Stored records ->

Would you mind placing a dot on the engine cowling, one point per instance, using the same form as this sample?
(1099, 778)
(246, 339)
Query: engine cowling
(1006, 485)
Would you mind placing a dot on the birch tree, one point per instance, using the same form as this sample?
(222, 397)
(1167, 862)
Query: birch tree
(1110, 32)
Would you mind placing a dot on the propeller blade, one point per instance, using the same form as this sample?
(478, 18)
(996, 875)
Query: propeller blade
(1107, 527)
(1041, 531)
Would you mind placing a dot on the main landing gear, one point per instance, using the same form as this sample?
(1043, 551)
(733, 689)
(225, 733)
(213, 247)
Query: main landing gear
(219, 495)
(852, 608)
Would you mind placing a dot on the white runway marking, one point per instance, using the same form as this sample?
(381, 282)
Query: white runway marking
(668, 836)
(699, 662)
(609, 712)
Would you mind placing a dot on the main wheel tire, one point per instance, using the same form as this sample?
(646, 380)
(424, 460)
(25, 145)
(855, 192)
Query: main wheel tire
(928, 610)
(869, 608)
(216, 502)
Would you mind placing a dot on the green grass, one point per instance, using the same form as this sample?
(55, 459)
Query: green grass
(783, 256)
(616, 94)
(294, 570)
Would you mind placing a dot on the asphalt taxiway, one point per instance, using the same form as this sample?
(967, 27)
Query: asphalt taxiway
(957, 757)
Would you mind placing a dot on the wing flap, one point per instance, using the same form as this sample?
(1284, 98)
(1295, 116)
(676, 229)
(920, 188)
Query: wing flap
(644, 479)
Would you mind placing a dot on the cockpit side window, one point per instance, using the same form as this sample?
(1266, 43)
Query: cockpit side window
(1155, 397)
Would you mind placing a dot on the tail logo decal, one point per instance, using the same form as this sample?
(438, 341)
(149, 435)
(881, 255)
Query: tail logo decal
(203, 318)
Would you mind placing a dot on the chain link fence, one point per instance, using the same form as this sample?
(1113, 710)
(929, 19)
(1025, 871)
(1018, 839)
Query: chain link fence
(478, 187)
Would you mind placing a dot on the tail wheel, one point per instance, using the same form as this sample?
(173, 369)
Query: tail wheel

Task objective -> Rewrite all of the material above with "dot" swapped for "mark" and every other part left unchanged.

Exercise answer ->
Would you mind placing a mark on the engine cowling, one point per instance, using the same form as this sample?
(1099, 778)
(246, 339)
Query: engine cowling
(1006, 485)
Would you mind placing a mark on the birch tree, one point per instance, using the same form as this sample?
(222, 397)
(1167, 862)
Query: birch tree
(1110, 32)
Would you mind placing a mark on the propeller blade, one point per instance, using the same form as this sample?
(478, 18)
(996, 875)
Query: propeller blade
(1107, 527)
(1041, 531)
Would you mind placing a mark on the main landing gear, one point per instance, using the same form as this sample?
(1043, 551)
(733, 689)
(225, 733)
(213, 247)
Query: main landing gear
(219, 495)
(852, 608)
Would you mind placing a mark on the white runway marking, one point per instance, using the same form as this sample?
(381, 282)
Query: white runway marking
(668, 836)
(699, 662)
(609, 712)
Would you mind placing a mark on the main wheel tire, one point per instance, using the same form as this sample?
(646, 380)
(424, 460)
(25, 145)
(855, 192)
Query: main wheel tire
(928, 610)
(869, 608)
(216, 502)
Would you mind placing a mark on the green grass, one point per instance, using the same form as this sample?
(55, 459)
Query: green grass
(783, 256)
(616, 94)
(294, 570)
Would you mind placing a mark on the asphalt taxiway, one point per instance, using the same form as this sample?
(967, 27)
Query: asphalt taxiway
(957, 757)
Would you mind placing a mark on the wing flap, one point per instance, using the same form as this sample?
(1284, 98)
(1295, 116)
(676, 229)
(920, 188)
Query: wing flap
(644, 479)
Would you mind placing a mark on the cockpit side window, one point per instance, using the same form as this sample?
(1266, 43)
Query: cockpit side window
(1155, 397)
Would you mind placing a mark on the tail logo decal, one point per instance, using the same form as this sample?
(438, 341)
(149, 435)
(881, 255)
Query: tail logo decal
(203, 318)
Would you mind placing a mark on the chain link fence, one point per instance, using the same form as this sample?
(1113, 710)
(929, 19)
(1025, 871)
(1018, 839)
Query: chain link fence
(478, 187)
Would you mind placing a mark on the tail wheel, one point per instance, using the same form as this sample?
(173, 369)
Query: tail wheel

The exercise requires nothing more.